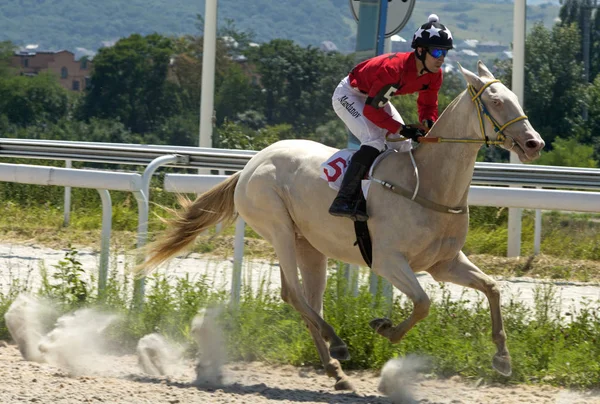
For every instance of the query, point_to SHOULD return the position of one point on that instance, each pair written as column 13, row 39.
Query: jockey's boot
column 345, row 203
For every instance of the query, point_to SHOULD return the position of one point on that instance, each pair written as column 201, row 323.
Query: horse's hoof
column 380, row 325
column 339, row 352
column 502, row 364
column 344, row 384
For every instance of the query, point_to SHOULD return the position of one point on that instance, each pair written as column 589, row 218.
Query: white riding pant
column 348, row 103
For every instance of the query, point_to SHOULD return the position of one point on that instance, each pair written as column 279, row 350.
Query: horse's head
column 500, row 117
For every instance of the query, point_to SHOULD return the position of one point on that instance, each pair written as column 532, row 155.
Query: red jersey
column 392, row 74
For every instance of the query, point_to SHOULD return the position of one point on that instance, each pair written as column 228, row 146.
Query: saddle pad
column 333, row 169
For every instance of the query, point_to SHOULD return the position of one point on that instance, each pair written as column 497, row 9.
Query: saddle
column 332, row 171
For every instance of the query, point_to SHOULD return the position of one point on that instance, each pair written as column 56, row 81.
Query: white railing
column 154, row 156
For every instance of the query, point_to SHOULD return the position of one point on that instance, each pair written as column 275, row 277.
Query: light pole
column 587, row 10
column 207, row 95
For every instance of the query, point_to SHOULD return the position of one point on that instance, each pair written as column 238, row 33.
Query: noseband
column 482, row 111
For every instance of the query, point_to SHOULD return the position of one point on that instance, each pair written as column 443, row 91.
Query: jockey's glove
column 411, row 132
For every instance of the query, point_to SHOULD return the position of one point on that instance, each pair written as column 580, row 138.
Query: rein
column 500, row 138
column 481, row 112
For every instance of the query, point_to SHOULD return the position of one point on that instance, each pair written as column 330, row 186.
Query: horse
column 280, row 194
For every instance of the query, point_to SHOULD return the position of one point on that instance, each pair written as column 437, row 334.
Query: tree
column 6, row 51
column 130, row 83
column 38, row 100
column 573, row 12
column 553, row 90
column 298, row 83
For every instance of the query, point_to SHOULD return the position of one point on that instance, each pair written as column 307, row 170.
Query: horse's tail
column 214, row 206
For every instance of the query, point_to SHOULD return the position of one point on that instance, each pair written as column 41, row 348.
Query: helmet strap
column 422, row 58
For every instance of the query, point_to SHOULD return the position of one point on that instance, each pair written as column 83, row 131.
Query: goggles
column 437, row 52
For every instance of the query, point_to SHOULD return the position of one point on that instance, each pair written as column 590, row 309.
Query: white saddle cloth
column 334, row 168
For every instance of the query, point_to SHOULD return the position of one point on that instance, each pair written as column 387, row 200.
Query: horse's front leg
column 463, row 272
column 394, row 267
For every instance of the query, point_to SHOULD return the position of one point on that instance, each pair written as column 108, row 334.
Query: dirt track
column 123, row 382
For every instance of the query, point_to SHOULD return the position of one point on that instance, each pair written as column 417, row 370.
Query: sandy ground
column 23, row 381
column 19, row 261
column 71, row 364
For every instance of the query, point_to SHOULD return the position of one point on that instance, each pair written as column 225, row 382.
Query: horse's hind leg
column 394, row 267
column 277, row 227
column 463, row 272
column 313, row 268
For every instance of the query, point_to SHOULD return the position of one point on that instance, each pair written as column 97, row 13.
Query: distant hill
column 86, row 25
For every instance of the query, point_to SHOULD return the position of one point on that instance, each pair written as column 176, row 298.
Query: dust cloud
column 78, row 343
column 398, row 377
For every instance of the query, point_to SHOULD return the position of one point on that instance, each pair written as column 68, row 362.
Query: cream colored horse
column 279, row 193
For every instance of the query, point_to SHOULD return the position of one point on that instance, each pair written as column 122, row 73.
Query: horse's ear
column 471, row 78
column 483, row 71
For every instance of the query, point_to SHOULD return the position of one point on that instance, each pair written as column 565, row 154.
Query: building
column 72, row 74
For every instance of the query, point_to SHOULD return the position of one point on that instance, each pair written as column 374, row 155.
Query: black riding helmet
column 432, row 34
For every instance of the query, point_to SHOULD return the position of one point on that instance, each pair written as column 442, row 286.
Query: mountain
column 86, row 25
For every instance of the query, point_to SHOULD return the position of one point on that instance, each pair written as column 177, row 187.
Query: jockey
column 361, row 100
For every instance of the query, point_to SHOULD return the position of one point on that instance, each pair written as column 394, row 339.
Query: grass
column 455, row 337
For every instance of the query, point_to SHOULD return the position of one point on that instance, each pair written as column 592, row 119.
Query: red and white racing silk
column 392, row 74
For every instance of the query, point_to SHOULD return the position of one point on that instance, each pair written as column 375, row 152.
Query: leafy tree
column 298, row 83
column 232, row 135
column 6, row 51
column 130, row 83
column 553, row 100
column 591, row 129
column 33, row 100
column 573, row 12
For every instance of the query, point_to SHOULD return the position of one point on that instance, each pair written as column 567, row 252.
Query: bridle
column 500, row 138
column 481, row 112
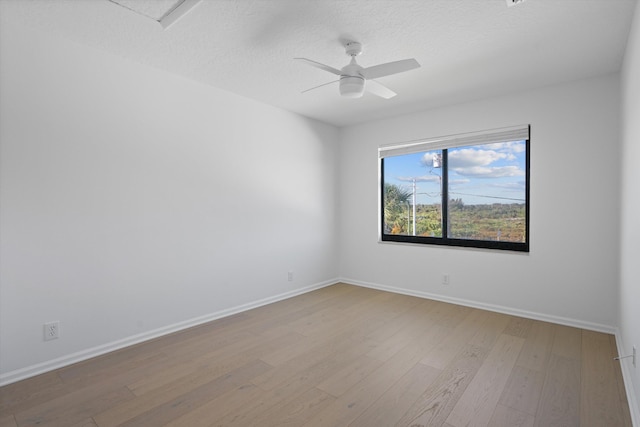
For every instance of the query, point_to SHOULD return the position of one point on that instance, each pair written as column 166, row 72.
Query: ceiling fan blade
column 379, row 89
column 319, row 86
column 319, row 65
column 389, row 68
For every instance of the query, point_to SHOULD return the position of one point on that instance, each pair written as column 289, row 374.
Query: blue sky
column 480, row 174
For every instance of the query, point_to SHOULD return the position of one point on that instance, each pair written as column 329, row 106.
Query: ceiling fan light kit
column 355, row 79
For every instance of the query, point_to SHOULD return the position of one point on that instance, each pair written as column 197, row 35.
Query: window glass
column 465, row 195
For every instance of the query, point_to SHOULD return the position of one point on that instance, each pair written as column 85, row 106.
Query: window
column 464, row 190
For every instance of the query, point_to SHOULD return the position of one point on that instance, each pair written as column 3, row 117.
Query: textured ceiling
column 468, row 49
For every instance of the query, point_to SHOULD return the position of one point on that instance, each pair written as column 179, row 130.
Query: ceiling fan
column 355, row 79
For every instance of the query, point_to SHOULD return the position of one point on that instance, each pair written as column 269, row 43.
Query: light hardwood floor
column 340, row 356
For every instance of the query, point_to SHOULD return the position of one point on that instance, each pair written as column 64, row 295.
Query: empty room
column 319, row 213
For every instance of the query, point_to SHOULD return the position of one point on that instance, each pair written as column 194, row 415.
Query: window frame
column 443, row 144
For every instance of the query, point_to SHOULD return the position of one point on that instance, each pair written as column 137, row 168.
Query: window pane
column 412, row 196
column 487, row 192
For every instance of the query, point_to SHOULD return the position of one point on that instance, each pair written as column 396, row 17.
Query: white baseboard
column 634, row 402
column 489, row 307
column 50, row 365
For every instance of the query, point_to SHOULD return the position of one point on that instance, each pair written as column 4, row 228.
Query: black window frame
column 445, row 240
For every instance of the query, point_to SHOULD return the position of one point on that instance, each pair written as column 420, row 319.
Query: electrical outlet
column 51, row 330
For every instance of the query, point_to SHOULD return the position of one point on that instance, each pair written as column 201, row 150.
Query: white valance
column 515, row 133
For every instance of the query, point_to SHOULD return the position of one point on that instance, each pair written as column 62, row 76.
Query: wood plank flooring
column 340, row 356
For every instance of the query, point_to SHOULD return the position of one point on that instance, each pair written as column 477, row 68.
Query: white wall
column 134, row 201
column 629, row 320
column 571, row 273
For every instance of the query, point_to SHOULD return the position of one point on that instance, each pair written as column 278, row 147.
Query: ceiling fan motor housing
column 351, row 86
column 351, row 80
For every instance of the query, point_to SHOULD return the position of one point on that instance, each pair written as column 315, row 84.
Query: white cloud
column 469, row 157
column 489, row 172
column 510, row 147
column 510, row 186
column 423, row 178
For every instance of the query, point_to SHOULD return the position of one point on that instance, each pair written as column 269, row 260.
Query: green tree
column 396, row 202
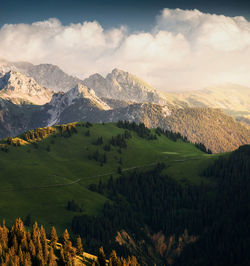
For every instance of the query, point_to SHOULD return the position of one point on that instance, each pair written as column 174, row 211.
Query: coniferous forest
column 202, row 225
column 148, row 216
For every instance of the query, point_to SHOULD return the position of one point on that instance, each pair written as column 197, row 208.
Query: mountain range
column 27, row 101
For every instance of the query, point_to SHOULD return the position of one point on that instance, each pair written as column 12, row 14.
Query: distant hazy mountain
column 20, row 89
column 121, row 85
column 47, row 75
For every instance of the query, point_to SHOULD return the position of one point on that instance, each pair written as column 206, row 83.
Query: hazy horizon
column 180, row 49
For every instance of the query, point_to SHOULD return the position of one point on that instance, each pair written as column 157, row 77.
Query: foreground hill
column 233, row 99
column 120, row 96
column 60, row 167
column 217, row 131
column 47, row 75
column 141, row 192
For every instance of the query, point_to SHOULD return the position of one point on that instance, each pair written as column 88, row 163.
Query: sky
column 173, row 45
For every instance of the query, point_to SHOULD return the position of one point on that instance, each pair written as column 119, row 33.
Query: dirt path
column 75, row 181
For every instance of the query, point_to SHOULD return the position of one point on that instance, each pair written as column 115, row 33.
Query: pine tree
column 53, row 237
column 51, row 258
column 101, row 257
column 66, row 237
column 113, row 260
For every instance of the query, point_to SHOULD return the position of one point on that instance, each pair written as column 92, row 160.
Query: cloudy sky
column 172, row 47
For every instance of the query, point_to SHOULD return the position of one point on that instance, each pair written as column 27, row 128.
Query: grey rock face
column 121, row 85
column 47, row 75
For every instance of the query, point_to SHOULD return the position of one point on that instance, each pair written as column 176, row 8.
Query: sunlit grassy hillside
column 39, row 177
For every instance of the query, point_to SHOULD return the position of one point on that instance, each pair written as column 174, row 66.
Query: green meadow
column 40, row 179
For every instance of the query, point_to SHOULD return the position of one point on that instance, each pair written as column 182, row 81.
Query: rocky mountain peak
column 121, row 85
column 19, row 89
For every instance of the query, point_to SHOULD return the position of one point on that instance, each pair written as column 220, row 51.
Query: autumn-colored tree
column 101, row 257
column 113, row 260
column 79, row 248
column 65, row 237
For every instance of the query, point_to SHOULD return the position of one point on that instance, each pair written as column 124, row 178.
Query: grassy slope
column 24, row 169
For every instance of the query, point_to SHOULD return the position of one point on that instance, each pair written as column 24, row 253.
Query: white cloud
column 186, row 48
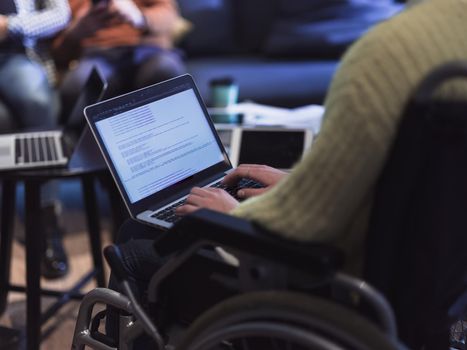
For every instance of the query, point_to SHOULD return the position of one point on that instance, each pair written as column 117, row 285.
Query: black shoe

◆ ◆ ◆ ◆ ◆ ◆ ◆

**Task to complete:** Look above for the line with "Query: white baseboard" and the line with "315, row 84.". Retype those two lines and every line between them exactly, adding nothing.

**Task answer:**
Query: white baseboard
column 634, row 402
column 489, row 307
column 50, row 365
For every instance of the query, point_to SHOULD return the position of one point on that instance, each pair written as column 4, row 228.
Query: black window frame
column 445, row 240
For every instance of the query, point_to SHOULD return the position of one point on that instance, each pair written as column 420, row 319.
Query: electrical outlet
column 51, row 330
For every instance of the query, point_to SHOULD return the position of one point on that instance, each pair written as column 201, row 150.
Query: white valance
column 515, row 133
For every instance of the query, point_to SHOULD return the position of one point on that instance, each pair written as column 62, row 76.
Query: wood plank flooring
column 340, row 356
For every instance of the query, point_to SHOULD return the position of one point on that instance, each pair written as column 477, row 68.
Query: white wall
column 134, row 201
column 629, row 320
column 571, row 273
For every instance of the query, point_to SHOULD return the position of one point on that instance, each pair written as column 278, row 147.
Query: ceiling fan motor housing
column 351, row 86
column 351, row 80
For every instance of the query, point_to SHOULD return the position of one point on that instance, each pair written as column 315, row 84.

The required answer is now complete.